§ **REQUIREMENT**: Turn the records below into a JSON list of strings, with one string for each line and no blank lines. Leave the pictures out.

§ **RECORDS PROVIDED**:
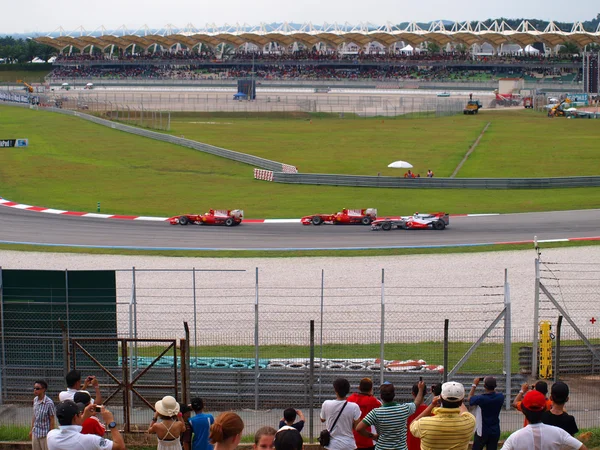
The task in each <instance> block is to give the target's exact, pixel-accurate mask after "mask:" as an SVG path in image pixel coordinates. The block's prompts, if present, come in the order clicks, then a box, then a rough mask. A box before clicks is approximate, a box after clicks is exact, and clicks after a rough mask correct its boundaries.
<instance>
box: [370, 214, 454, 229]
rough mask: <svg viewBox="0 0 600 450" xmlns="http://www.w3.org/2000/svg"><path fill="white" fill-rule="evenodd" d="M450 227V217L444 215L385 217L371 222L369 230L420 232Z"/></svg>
mask: <svg viewBox="0 0 600 450" xmlns="http://www.w3.org/2000/svg"><path fill="white" fill-rule="evenodd" d="M448 225H450V216H449V215H448V214H446V213H432V214H419V213H418V212H416V213H415V214H414V215H412V216H406V217H402V216H401V217H385V218H381V219H377V220H375V221H373V223H372V224H371V230H384V231H389V230H391V229H392V228H396V229H399V230H400V229H403V230H413V229H414V230H420V229H427V228H431V229H433V230H443V229H444V228H446V227H447V226H448Z"/></svg>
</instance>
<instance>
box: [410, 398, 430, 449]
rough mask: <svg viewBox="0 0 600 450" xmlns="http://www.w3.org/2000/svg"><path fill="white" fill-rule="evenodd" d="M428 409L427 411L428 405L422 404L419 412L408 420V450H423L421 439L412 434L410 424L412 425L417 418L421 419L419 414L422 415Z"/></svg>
mask: <svg viewBox="0 0 600 450" xmlns="http://www.w3.org/2000/svg"><path fill="white" fill-rule="evenodd" d="M426 409H427V405H425V404H423V403H421V404H420V405H419V406H417V410H416V411H415V412H414V413H412V414H411V415H410V416H408V419H406V446H407V448H408V450H420V449H421V439H419V438H416V437H414V436H413V435H412V433H411V432H410V424H411V423H412V421H413V420H415V419H416V418H417V417H419V414H421V413H422V412H423V411H425V410H426Z"/></svg>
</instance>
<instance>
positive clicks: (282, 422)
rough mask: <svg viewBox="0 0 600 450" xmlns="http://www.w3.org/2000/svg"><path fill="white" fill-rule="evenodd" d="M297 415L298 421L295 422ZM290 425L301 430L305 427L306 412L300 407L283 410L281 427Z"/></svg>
mask: <svg viewBox="0 0 600 450" xmlns="http://www.w3.org/2000/svg"><path fill="white" fill-rule="evenodd" d="M296 417H298V419H300V420H298V422H295V420H296ZM285 425H287V426H289V427H292V428H295V429H296V430H298V432H301V431H302V429H303V428H304V414H302V411H300V410H299V409H294V408H286V409H285V410H284V411H283V419H282V420H280V421H279V428H281V427H283V426H285Z"/></svg>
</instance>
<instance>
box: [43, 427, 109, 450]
mask: <svg viewBox="0 0 600 450" xmlns="http://www.w3.org/2000/svg"><path fill="white" fill-rule="evenodd" d="M47 443H48V450H111V449H112V445H113V442H112V441H111V440H110V439H106V438H104V437H100V436H96V435H95V434H81V426H79V425H61V426H60V428H59V429H54V430H51V431H50V432H49V433H48V439H47Z"/></svg>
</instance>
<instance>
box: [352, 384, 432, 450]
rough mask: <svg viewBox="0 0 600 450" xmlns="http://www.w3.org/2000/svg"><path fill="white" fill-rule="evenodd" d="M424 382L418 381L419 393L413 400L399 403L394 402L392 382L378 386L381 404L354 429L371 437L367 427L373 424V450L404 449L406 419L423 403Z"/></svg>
mask: <svg viewBox="0 0 600 450" xmlns="http://www.w3.org/2000/svg"><path fill="white" fill-rule="evenodd" d="M424 391H425V383H424V382H423V381H419V393H418V395H417V397H416V398H415V401H414V402H411V403H404V404H399V403H396V402H394V397H395V396H396V391H395V388H394V385H393V384H392V383H384V384H382V385H381V387H380V388H379V395H380V396H381V400H382V401H383V406H381V407H380V408H376V409H374V410H373V411H371V412H370V413H369V414H367V416H366V417H365V418H364V419H363V420H362V422H360V423H359V424H358V426H357V427H356V431H358V432H359V433H360V434H362V435H363V436H367V437H370V438H373V437H374V435H373V433H371V432H370V430H368V429H367V428H370V427H371V426H375V429H376V430H377V435H375V437H377V444H375V450H396V449H397V450H406V449H407V447H406V420H407V419H408V417H409V416H410V415H411V414H412V413H414V412H415V411H416V409H417V407H418V406H419V405H420V404H421V403H423V393H424Z"/></svg>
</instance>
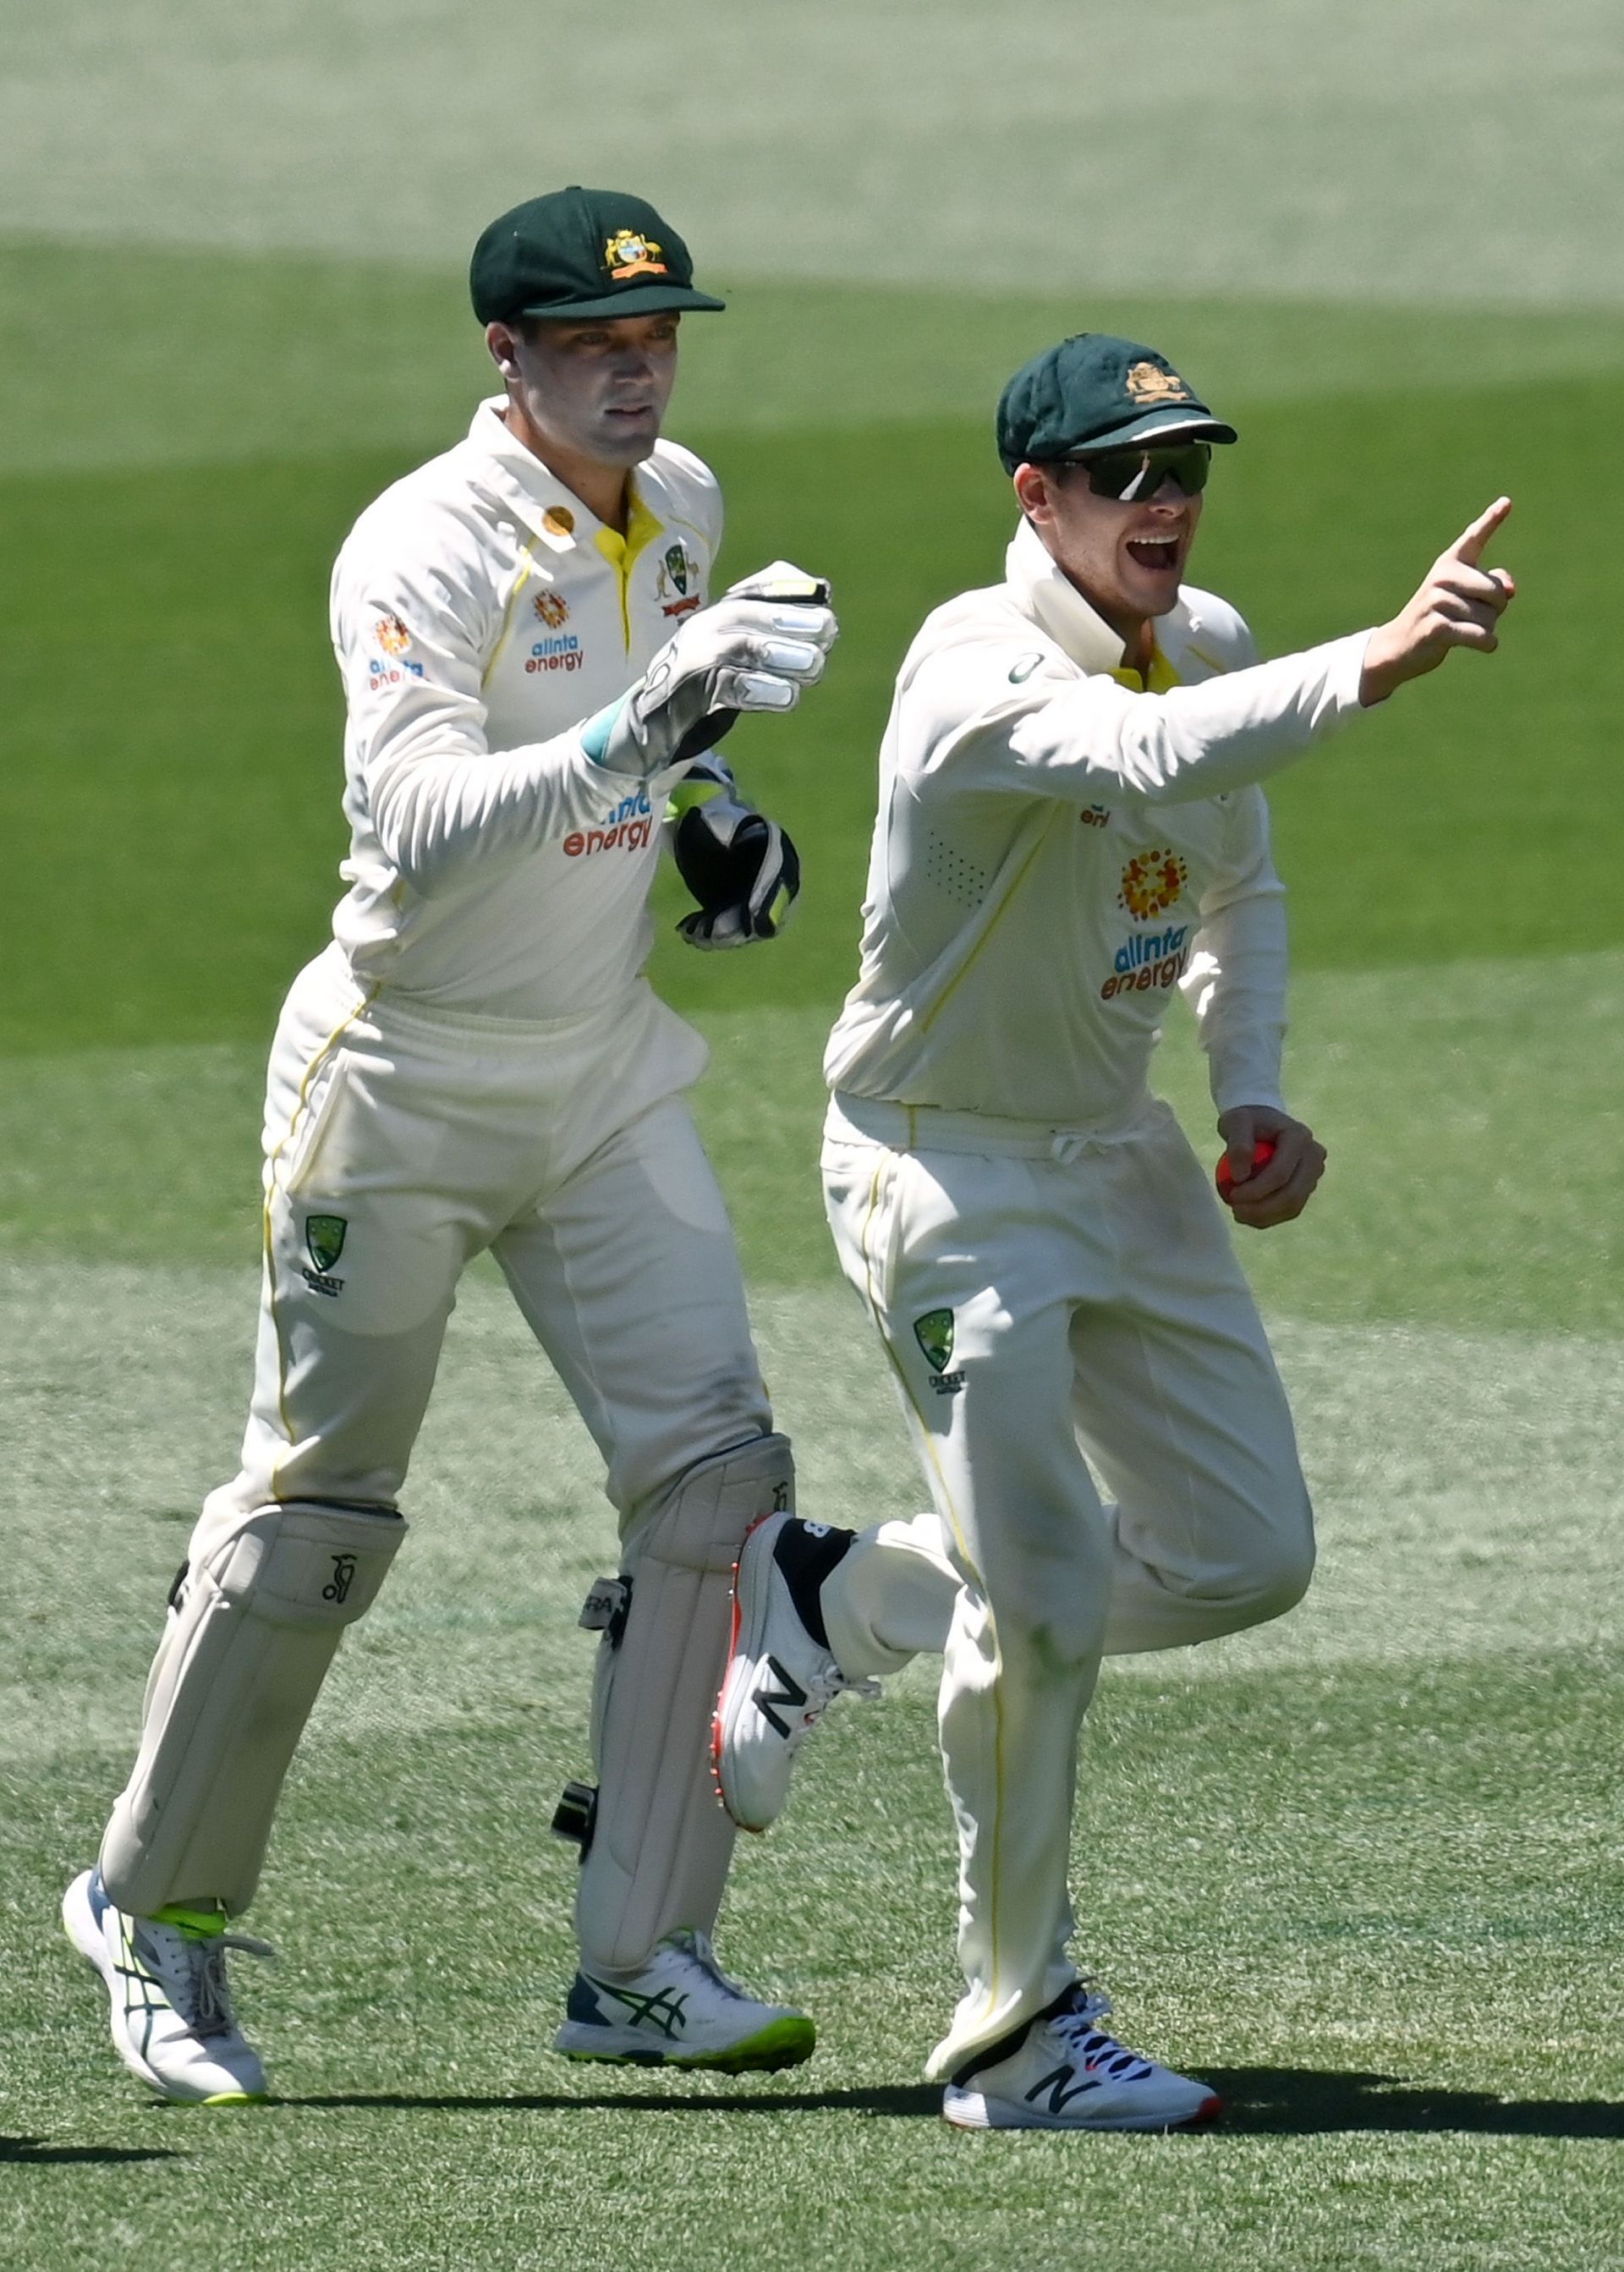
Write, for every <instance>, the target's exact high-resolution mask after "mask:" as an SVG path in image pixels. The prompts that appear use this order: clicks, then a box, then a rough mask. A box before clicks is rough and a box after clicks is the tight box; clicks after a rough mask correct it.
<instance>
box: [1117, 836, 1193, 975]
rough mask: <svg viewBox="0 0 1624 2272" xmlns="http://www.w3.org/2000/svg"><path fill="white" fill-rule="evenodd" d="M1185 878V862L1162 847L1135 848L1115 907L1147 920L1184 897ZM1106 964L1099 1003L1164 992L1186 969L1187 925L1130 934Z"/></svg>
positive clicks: (1162, 912)
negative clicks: (1100, 1000) (1104, 978)
mask: <svg viewBox="0 0 1624 2272" xmlns="http://www.w3.org/2000/svg"><path fill="white" fill-rule="evenodd" d="M1188 882H1190V870H1188V866H1186V861H1183V859H1179V854H1177V852H1172V850H1167V847H1165V845H1161V847H1156V850H1154V852H1136V854H1133V859H1131V861H1129V863H1127V868H1124V870H1122V891H1120V893H1117V907H1124V909H1127V911H1129V916H1133V920H1136V922H1152V920H1154V918H1156V916H1161V913H1165V911H1167V909H1170V907H1174V904H1177V902H1179V900H1181V897H1183V891H1186V886H1188ZM1111 963H1113V968H1111V977H1108V979H1106V982H1104V986H1102V988H1099V1000H1102V1002H1113V1000H1115V997H1117V995H1124V993H1163V991H1167V988H1170V986H1177V984H1179V979H1181V977H1183V972H1186V970H1188V968H1190V925H1188V922H1170V925H1167V927H1165V929H1161V932H1133V934H1131V936H1129V938H1124V941H1122V945H1120V947H1117V952H1115V954H1113V959H1111Z"/></svg>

§ **ANSWER SPACE**:
[
  "The task in each <instance> block is to give the target's exact, pixel-accurate mask after \"mask:\" as an SVG path in image pixel coordinates. The block's prompts, if present, come in the order clicks, then a box, then a rough mask. A box before clicks is approximate, a box after clicks is exact, and clicks after a rough mask correct its boundaries.",
  "<instance>",
  "box: [370, 214, 454, 229]",
  "rough mask: <svg viewBox=\"0 0 600 450\" xmlns=\"http://www.w3.org/2000/svg\"><path fill=\"white\" fill-rule=\"evenodd\" d=\"M450 227V217L444 215L385 217L371 222L369 230L420 232Z\"/></svg>",
  "mask: <svg viewBox=\"0 0 600 450\" xmlns=\"http://www.w3.org/2000/svg\"><path fill=\"white\" fill-rule=\"evenodd\" d=\"M448 225H450V216H449V215H448V214H446V213H432V214H419V213H418V212H416V213H415V214H414V215H412V216H406V217H402V216H401V217H385V218H381V219H377V220H375V221H373V223H372V224H371V230H384V231H389V230H391V229H392V228H396V229H399V230H400V229H403V230H413V229H414V230H420V229H427V228H431V229H433V230H443V229H444V228H446V227H447V226H448Z\"/></svg>",
  "</instance>",
  "<instance>",
  "box: [410, 398, 430, 449]",
  "rough mask: <svg viewBox=\"0 0 600 450\" xmlns=\"http://www.w3.org/2000/svg\"><path fill=\"white\" fill-rule=\"evenodd\" d=\"M428 409L427 411L428 405L422 404L419 412L408 420V450H423L421 439L412 434L410 424L412 425L417 418L421 419L419 414L422 415Z\"/></svg>",
  "mask: <svg viewBox=\"0 0 600 450\" xmlns=\"http://www.w3.org/2000/svg\"><path fill=\"white\" fill-rule=\"evenodd\" d=\"M426 409H427V405H425V404H423V403H421V404H420V405H419V406H417V410H416V411H415V412H414V413H412V414H411V415H410V416H408V419H406V446H407V448H408V450H420V449H421V439H419V438H416V437H414V436H413V435H412V433H411V432H410V424H411V423H412V421H413V420H415V419H416V418H417V417H419V414H421V413H422V412H423V411H425V410H426Z\"/></svg>",
  "</instance>",
  "<instance>",
  "positive clicks: (282, 422)",
  "rough mask: <svg viewBox=\"0 0 600 450\" xmlns=\"http://www.w3.org/2000/svg\"><path fill=\"white\" fill-rule=\"evenodd\" d=\"M297 415L298 421L295 422ZM290 425L301 430L305 427L306 412L300 407L283 410L281 427Z\"/></svg>",
  "mask: <svg viewBox=\"0 0 600 450\" xmlns=\"http://www.w3.org/2000/svg\"><path fill=\"white\" fill-rule=\"evenodd\" d=\"M296 417H298V419H300V420H298V422H295V420H296ZM285 425H287V426H289V427H292V428H295V429H296V430H298V432H301V431H302V429H303V428H304V414H302V411H300V410H299V409H294V408H286V409H285V410H284V411H283V419H282V420H280V421H279V428H281V427H283V426H285Z\"/></svg>",
  "</instance>",
  "<instance>",
  "box: [43, 427, 109, 450]",
  "mask: <svg viewBox=\"0 0 600 450\" xmlns=\"http://www.w3.org/2000/svg\"><path fill=\"white\" fill-rule=\"evenodd\" d=\"M47 443H48V450H111V449H112V445H113V442H112V441H111V440H110V439H106V438H104V437H100V436H96V435H95V434H81V426H79V425H61V426H60V428H59V429H54V430H51V431H50V432H49V433H48V439H47Z\"/></svg>",
  "</instance>",
  "<instance>",
  "box: [352, 384, 432, 450]",
  "rough mask: <svg viewBox=\"0 0 600 450\" xmlns=\"http://www.w3.org/2000/svg\"><path fill=\"white\" fill-rule=\"evenodd\" d=\"M424 382L418 381L419 393L413 400L399 403L394 402L392 382L378 386L381 404L354 429L371 437L367 427L373 424V450L404 449L406 419L423 403Z\"/></svg>",
  "mask: <svg viewBox=\"0 0 600 450\" xmlns=\"http://www.w3.org/2000/svg\"><path fill=\"white\" fill-rule=\"evenodd\" d=\"M424 391H425V383H424V382H423V381H419V393H418V395H417V397H416V398H415V401H414V402H411V403H404V404H399V403H396V402H394V397H395V396H396V391H395V388H394V385H393V384H392V383H384V384H382V385H381V387H380V388H379V395H380V396H381V400H382V401H383V406H381V407H380V408H376V409H374V410H373V411H371V412H370V413H369V414H367V416H366V417H365V418H364V419H363V420H362V422H360V423H359V424H358V426H357V427H356V431H358V432H359V433H360V434H362V435H363V436H367V437H370V438H373V437H374V435H373V433H371V432H370V430H368V429H367V428H370V427H371V426H375V429H376V430H377V435H375V437H377V444H375V450H396V449H397V450H406V449H407V447H406V420H407V419H408V417H409V416H410V415H411V414H412V413H414V412H415V411H416V409H417V407H418V406H419V405H420V404H421V403H423V393H424Z\"/></svg>",
  "</instance>",
  "Write, for every <instance>, the target's exact high-resolution mask after \"mask:\" as an SVG path in image pixels. The prompts that appear use this order: clicks, then a box, then a rough mask. A box before clicks is rough and a box after clicks is the tight box; clicks after a rough mask correct it.",
  "<instance>",
  "box: [1117, 836, 1193, 975]",
  "rough mask: <svg viewBox=\"0 0 1624 2272\" xmlns=\"http://www.w3.org/2000/svg\"><path fill=\"white\" fill-rule=\"evenodd\" d=\"M1185 878V862L1162 847L1135 848L1115 907L1147 920L1184 897ZM1106 964L1099 1003L1164 992L1186 969L1187 925L1130 934Z\"/></svg>",
  "positive clicks: (1162, 912)",
  "negative clicks: (1100, 1000) (1104, 978)",
  "mask: <svg viewBox=\"0 0 1624 2272\" xmlns=\"http://www.w3.org/2000/svg\"><path fill=\"white\" fill-rule=\"evenodd\" d=\"M1188 882H1190V870H1188V866H1186V861H1183V859H1179V854H1177V852H1172V850H1167V847H1165V845H1161V847H1156V850H1154V852H1136V854H1133V859H1131V861H1129V863H1127V868H1124V870H1122V891H1120V893H1117V907H1124V909H1127V911H1129V916H1133V920H1136V922H1152V920H1154V918H1156V916H1161V913H1165V911H1167V909H1170V907H1174V904H1177V902H1179V900H1181V897H1183V891H1186V886H1188ZM1111 963H1113V968H1111V977H1108V979H1106V982H1104V986H1102V988H1099V1000H1102V1002H1113V1000H1115V997H1117V995H1124V993H1163V991H1167V988H1170V986H1177V984H1179V979H1181V977H1183V972H1186V970H1188V968H1190V925H1188V922H1170V925H1167V927H1165V929H1161V932H1133V934H1131V936H1129V938H1124V941H1122V945H1120V947H1117V952H1115V954H1113V959H1111Z\"/></svg>"
]